___ EXTRAIT DE L'ARRÊT

France | France, Cour administrative d'appel de Marseille, 3ème chambre - formation à 3, 17 novembre 2016, 15MA04297


Vu la procédure suivante :

Procédure contentieuse antérieure :

M. A...a demandé au tribunal administratif de Nîmes de prononcer la décharge des cotisations supplémentaires d'impôt sur le revenu et de contributions sociales auxquelles il a été assujetti au titre des années 2008, 2009 et 2010.

Par un jugement n° 1400029, 1401415 du 16 juillet 2015, le tribunal administratif de Nîmes a prononcé la décharge demandée.

Procédure devant la Cour :

Par un recours enregistré le 12 novembre 2015 et un mémoire enregistré le 3 juin 2016, le ministre

des finances et des comptes publics demande à la Cour :

1°) d'annuler ce jugement du 16 juillet...

Vu la procédure suivante :

Procédure contentieuse antérieure :

M. A...a demandé au tribunal administratif de Nîmes de prononcer la décharge des cotisations supplémentaires d'impôt sur le revenu et de contributions sociales auxquelles il a été assujetti au titre des années 2008, 2009 et 2010.

Par un jugement n° 1400029, 1401415 du 16 juillet 2015, le tribunal administratif de Nîmes a prononcé la décharge demandée.

Procédure devant la Cour :

Par un recours enregistré le 12 novembre 2015 et un mémoire enregistré le 3 juin 2016, le ministre des finances et des comptes publics demande à la Cour :

1°) d'annuler ce jugement du 16 juillet 2015 du tribunal administratif de Nîmes ;

2°) de remettre à la charge de M. A... les cotisations supplémentaires d'impôt sur le revenu et de contributions sociales auxquelles il a été assujetti au titre des années 2008 à 2010.

Il soutient que :

- le tribunal administratif a commis une erreur de droit en jugeant que la méthode était radicalement viciée alors que la procédure d'évaluation d'office a été appliquée dans le cadre d'une opposition à contrôle fiscal ;

- les moyens en défense soulevés par M. A... ne sont pas fondés.

Par un mémoire en défense enregistré le 8 février 2016, M. A..., représenté par Me B... de la SCP Nataf etB..., demande à la Cour :

1°) de rejeter le recours du ministre ;

2°) de mettre à la charge de l'Etat la somme de 6 000 euros au titre de l'article L. 761-1 du code de justice administrative.

______
___ DONNÉES DE L'EXERCICE

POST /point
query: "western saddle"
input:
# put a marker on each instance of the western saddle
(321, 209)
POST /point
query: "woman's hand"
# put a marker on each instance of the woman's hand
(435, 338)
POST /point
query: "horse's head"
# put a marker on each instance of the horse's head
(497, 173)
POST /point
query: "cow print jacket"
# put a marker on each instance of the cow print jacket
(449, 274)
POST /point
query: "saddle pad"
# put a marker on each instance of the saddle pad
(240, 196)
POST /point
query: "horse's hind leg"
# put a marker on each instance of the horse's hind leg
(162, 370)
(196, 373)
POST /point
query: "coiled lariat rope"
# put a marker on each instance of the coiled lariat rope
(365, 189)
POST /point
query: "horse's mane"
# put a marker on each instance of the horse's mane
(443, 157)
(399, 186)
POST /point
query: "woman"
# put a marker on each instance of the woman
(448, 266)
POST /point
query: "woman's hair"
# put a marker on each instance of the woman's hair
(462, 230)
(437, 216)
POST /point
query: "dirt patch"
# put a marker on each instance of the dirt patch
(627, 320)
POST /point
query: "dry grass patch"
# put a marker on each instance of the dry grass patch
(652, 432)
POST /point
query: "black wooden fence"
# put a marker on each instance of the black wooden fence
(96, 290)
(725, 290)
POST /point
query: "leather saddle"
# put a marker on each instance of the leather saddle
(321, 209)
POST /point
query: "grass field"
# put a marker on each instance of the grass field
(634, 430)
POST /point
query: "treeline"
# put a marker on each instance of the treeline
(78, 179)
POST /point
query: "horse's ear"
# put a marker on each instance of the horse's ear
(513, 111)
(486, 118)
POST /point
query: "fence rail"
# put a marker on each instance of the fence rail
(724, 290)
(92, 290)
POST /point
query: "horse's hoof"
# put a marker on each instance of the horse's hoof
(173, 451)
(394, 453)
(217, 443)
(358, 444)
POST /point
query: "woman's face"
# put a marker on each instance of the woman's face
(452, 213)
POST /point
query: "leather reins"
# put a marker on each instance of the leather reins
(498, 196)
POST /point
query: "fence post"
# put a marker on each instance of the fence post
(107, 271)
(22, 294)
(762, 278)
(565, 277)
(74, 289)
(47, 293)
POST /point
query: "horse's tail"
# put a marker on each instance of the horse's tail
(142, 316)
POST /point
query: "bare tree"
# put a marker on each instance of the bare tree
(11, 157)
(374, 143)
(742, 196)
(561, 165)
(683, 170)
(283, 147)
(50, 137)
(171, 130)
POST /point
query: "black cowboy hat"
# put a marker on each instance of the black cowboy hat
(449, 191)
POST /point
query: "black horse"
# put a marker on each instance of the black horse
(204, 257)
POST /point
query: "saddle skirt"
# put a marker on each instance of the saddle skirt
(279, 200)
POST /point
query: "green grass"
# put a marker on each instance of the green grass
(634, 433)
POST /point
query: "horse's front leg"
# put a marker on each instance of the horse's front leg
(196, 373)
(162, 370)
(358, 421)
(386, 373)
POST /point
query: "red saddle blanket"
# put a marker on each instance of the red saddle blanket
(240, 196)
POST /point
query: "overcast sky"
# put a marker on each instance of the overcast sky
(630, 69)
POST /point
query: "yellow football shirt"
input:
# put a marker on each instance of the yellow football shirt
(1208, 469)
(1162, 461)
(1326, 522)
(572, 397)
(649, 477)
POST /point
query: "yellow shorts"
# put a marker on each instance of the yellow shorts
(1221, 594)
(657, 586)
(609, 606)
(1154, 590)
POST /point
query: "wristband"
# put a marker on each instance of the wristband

______

ACTIVITÉ:
Pouvez-vous reprendre l'extrait de l'arrêt de « Par un mémoire » à « de justice administrative. » en le mettant à jour, c'est-à-dire en remplaçant « 8 février 2016 » par « 15 février 2016 » ?

RÉSULTAT DE L'EXERCICE:
Par un mémoire en défense enregistré le 15 février 2016, M. A..., représenté par Me B... de la SCP Nataf etB..., demande à la Cour :

1°) de rejeter le recours du ministre ;

2°) de mettre à la charge de l'Etat la somme de 6 000 euros au titre de l'article L. 761-1 du code de justice administrative.